Town and country planning – Planning permission – Material consideration – Second defendant local authority refusing planning permission for sand and gravel quarry – Inspector appointed by first defendant secretary of state dismissing appeal – Claimant applying for statutory review – Whether inspector erring in law in affording only moderate weight to biodiversity net gain of proposed development – Application granted
The claimant was engaged in the extraction of minerals and applied for planning permission for a sand and gravel quarry on land at Lea Castle Farm, Broadwaters, Kidderminster. A total of approximately 3m tonnes of sand and gravel were to be extracted over 10 years. The whole site covered approximately 46ha but the mineral extraction was to be from two areas within the site: of approximately 12.5ha and 13.5ha respectively. The interested party was a group of local residents opposed to the proposed development.
During the extraction and afterwards the site was to be restored using inert material imported to the site together with material from the site. The restoration would include new agricultural parkland, woodland and hedgerows together with footpaths and bridleways.
The second defendant local authority refused the application. The claimant appealed under section 78 of the Town and Country Planning Act 1990 and an inspector appointed by the first defendant secretary of state held an inquiry. It was agreed at the inquiry that the scheme would deliver over 39% biodiversity net gain. However, the inspector afforded only moderate weight to that on the basis that some of the BNG that would be achieved was required to meet national policy and future legislative requirements mitigate the environmental impact of the development. The claimant’s appeal was dismissed.
The claimant applied for statutory review under section 288 of the 1990 Act contending, among other things, that the inspector erred in law in his approach to the weight to be attached to the BNG.
Held: The application was granted.
(1) There was a clear distinction between the question of whether something was a material consideration and the weight it should be given. The former was a question of law and the latter was a question of planning judgment which was entirely a matter for the planning authority. If the inspector’s assessment of the weight to be given to the BNG was based on an incorrect view of the law, or involved taking account of a matter which was not properly a material consideration, that would have been an error of law causing him to exercise his planning judgment on an incorrect basis.
The decision letter had to be read benevolently avoiding hypercritical analysis and excessive legalism. It was to be read as a whole and not subjected to laborious dissection. Moreover, it had to be read in context with important aspects of that context being the way in which matters were approached at the inquiry and the fact that the letter was addressed to parties who were informed about the history of and the issues in contention in relation to the relevant application: Bloor Homes East Midlands Ltd v Secretary of State for Communities and Local Government [2014] EWHC 754 (Admin); [2017] PTSR 1283 and St Modwen Developments Ltd v Secretary of State for Communities and Local Government [2017] EWCA Civ 1643; [2017] PLSCS 196; [2018] PTSR 746 considered.
(2) In the present case, reflecting on the language used by the inspector and in the light of the principles which governed the court’s approach to the interpretation of the decision letter, its meaning and effect was that the inspector noted the extent of the BNG but then decided that the weight to be attributed to that gain was to be reduced because some of the gain would be needed anyway in respect of the development at the site by reason of the future legislative requirements.
=-=-=
Continue the summary of the Lea Castle Farm quarry appeal, starting right after its final sentence. The lines that come next are separate material, unrelated to the planning case summary.

Supplied data:
=-=-=
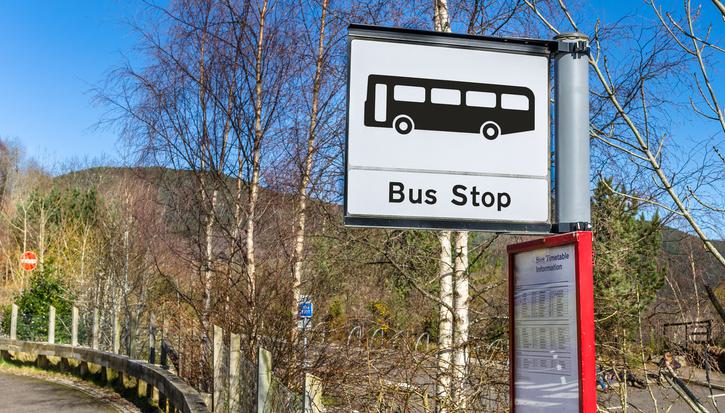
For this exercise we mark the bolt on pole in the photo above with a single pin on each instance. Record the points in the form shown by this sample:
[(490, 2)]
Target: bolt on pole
=-=-=
Exercise result:
The effect of that interpretation was that, when assessing the weight to be attributed to the BNG for the purposes of assessing whether there were very special circumstances outweighing the harm to the openness of the green belt, the inspector reduced that weight on the basis of a mistaken view as to the law. He did so believing, incorrectly, that some of the net gain would be required in any event by reason of the forthcoming legislation. That was an error of law and meant that the inspector exercised his planning judgment as to the weight to be given to that material consideration (namely the net gain) on a basis which was wrong in law. That error was material and the court could not be satisfied that the decision would necessarily have been the same but for the error.
(3) The inspector was engaged in assessing whether the benefits of the proposed development were such as to amount to very special circumstances and to outweigh the harm caused to the openness of the green belt. The inspector concluded that the benefits did not have that effect but said that the point was “very finely balanced”. In that exercise, an error causing the inspector to reduce the weight to be attached to a particular benefit on a false basis was clearly material.
The inspector was engaged in an exercise of judgment and not one of arithmetical calculation. There was no way of knowing the extent to which the inspector reduced the weight to be attached to the benefit of the BNG. It could not be known whether, but for the error, he would have said that great weight should be given to that factor or that he would have given it only marginally more than the moderate weight which he in fact accorded to it: Sefton Metropolitan Borough Council v Secretary of State for Housing, Communities, and Local Government [2021] EWHC 1082 (Admin); [2021] PLSCS 89; [2021] PTSR 1662 considered.
(4) Therefore, the court could not know whether the result would have been the same if the inspector had not reduced the weight he attached to the BNG. The inspector’s assessment was that the question was very finely balanced. It might well be that the ultimate result would have been the same, but the court could not say that it would necessarily have been the same nor exclude the possibility that the outcome would have been different. It followed that the decision fell to be quashed.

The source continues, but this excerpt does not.